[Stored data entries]
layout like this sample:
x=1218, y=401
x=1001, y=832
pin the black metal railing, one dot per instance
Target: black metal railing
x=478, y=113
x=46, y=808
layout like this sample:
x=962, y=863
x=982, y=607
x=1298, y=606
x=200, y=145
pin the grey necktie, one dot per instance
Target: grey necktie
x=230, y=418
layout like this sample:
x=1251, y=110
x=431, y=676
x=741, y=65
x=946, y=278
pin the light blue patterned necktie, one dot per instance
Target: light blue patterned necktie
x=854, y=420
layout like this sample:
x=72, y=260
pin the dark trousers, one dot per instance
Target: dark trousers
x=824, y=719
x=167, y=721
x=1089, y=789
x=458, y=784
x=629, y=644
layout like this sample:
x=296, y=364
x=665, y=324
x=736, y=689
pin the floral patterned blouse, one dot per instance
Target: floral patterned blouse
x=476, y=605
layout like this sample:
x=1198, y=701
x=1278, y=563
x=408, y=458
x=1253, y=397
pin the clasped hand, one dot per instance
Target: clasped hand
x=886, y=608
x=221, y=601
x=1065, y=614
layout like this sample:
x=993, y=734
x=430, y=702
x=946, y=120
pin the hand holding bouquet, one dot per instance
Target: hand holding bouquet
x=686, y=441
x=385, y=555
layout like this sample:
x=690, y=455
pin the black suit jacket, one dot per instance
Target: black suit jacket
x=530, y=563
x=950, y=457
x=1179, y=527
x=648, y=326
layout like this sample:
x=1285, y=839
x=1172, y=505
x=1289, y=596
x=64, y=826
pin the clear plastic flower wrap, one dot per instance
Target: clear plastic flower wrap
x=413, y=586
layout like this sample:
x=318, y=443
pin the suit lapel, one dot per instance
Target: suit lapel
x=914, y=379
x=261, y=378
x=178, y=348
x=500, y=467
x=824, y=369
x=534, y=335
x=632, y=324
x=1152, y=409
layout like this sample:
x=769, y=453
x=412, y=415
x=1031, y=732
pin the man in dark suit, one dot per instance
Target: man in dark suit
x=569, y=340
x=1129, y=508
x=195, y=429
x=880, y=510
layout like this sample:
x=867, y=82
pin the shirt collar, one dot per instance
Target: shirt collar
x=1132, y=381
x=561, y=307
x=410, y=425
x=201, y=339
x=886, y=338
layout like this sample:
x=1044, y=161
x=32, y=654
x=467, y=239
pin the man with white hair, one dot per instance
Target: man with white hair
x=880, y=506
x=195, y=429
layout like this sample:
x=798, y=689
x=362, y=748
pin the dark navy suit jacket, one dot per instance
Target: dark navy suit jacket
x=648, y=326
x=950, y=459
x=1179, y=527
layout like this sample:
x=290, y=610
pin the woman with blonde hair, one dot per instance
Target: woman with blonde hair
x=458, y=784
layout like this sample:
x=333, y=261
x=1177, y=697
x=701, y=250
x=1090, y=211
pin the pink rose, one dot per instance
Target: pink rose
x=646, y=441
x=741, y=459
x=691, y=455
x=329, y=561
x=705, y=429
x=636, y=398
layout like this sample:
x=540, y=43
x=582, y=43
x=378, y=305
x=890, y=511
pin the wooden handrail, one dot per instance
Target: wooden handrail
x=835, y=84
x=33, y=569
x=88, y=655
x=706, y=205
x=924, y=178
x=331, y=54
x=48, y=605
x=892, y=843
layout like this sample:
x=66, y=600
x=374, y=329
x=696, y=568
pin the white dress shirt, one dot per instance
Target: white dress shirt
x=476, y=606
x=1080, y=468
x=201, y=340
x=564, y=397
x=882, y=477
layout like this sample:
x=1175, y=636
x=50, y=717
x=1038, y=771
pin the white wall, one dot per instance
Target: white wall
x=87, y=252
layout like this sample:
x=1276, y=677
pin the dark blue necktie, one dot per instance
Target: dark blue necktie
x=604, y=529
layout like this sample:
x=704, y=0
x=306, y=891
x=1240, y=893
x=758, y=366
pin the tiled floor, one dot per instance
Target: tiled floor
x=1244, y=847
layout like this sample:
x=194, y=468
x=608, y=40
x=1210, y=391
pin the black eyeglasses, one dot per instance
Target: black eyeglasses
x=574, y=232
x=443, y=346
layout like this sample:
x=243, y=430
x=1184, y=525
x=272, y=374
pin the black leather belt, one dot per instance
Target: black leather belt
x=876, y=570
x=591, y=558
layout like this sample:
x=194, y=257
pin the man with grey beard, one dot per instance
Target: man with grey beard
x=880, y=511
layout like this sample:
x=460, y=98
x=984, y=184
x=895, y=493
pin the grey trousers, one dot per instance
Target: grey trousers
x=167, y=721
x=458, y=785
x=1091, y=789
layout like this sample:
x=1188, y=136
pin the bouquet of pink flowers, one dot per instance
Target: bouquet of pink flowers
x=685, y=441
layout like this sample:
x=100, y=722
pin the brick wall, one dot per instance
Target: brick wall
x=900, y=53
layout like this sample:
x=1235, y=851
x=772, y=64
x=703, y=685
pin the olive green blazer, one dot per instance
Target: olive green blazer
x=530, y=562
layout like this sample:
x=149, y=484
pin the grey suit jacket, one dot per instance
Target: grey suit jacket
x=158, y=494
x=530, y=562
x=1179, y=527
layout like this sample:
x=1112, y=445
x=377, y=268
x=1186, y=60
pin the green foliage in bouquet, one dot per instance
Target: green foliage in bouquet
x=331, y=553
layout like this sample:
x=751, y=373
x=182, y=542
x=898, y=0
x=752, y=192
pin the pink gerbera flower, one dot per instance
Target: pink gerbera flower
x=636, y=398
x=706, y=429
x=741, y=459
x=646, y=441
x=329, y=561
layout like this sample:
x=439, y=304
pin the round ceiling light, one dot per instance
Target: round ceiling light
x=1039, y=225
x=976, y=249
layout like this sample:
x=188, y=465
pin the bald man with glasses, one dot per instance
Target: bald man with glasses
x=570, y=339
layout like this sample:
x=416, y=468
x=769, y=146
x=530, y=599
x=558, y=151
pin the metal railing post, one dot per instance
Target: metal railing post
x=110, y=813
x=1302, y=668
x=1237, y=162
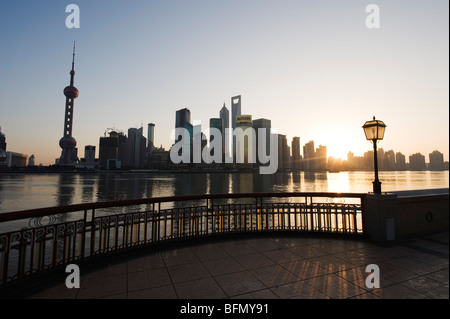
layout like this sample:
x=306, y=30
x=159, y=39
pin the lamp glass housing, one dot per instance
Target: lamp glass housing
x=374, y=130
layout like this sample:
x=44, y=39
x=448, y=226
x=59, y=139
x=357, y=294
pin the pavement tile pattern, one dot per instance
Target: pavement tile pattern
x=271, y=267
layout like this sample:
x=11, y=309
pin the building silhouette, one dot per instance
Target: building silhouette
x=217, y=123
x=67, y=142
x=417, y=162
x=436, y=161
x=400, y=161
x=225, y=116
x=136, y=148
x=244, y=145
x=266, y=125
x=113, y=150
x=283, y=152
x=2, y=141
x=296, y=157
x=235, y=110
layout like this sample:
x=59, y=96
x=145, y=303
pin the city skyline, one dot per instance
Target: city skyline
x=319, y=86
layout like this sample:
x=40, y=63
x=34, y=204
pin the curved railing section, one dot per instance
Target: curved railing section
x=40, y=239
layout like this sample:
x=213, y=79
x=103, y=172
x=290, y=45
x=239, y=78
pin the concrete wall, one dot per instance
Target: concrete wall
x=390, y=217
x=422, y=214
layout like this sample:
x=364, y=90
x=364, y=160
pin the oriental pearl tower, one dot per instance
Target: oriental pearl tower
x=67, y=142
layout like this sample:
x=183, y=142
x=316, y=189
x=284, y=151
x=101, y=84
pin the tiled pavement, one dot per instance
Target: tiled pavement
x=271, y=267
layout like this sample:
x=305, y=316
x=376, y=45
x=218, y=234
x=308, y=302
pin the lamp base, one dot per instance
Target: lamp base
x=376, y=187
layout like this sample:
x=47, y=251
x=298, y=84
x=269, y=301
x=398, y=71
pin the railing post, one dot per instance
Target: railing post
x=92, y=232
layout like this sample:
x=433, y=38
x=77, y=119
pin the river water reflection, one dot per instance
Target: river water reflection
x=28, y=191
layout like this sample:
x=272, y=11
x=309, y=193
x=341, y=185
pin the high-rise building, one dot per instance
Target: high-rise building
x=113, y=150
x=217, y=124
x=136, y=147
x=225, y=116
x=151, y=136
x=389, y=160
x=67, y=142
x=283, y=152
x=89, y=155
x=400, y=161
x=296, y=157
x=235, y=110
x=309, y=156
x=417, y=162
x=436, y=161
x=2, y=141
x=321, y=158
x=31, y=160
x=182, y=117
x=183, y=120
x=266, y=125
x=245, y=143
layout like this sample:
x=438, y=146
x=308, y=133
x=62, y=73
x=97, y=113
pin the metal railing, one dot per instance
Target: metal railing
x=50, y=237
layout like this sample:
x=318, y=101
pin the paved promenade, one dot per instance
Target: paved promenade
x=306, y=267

# What to work on
Could you repeat exactly the lines above from the line with "x=218, y=234" up to and including the line with "pin the high-rise", and only those?

# Answer to the problem
x=218, y=234
x=308, y=302
pin the lamp base, one dot per instance
Target: lamp base
x=376, y=187
layout like this sample:
x=47, y=251
x=298, y=84
x=269, y=301
x=398, y=71
pin the railing post, one dot per instance
Target: railing post
x=92, y=232
layout like this sample:
x=433, y=38
x=77, y=119
pin the river water reflection, one dot per instance
Target: river water reflection
x=28, y=191
layout like this sample:
x=272, y=11
x=309, y=193
x=341, y=185
pin the high-rise building, one dot per instance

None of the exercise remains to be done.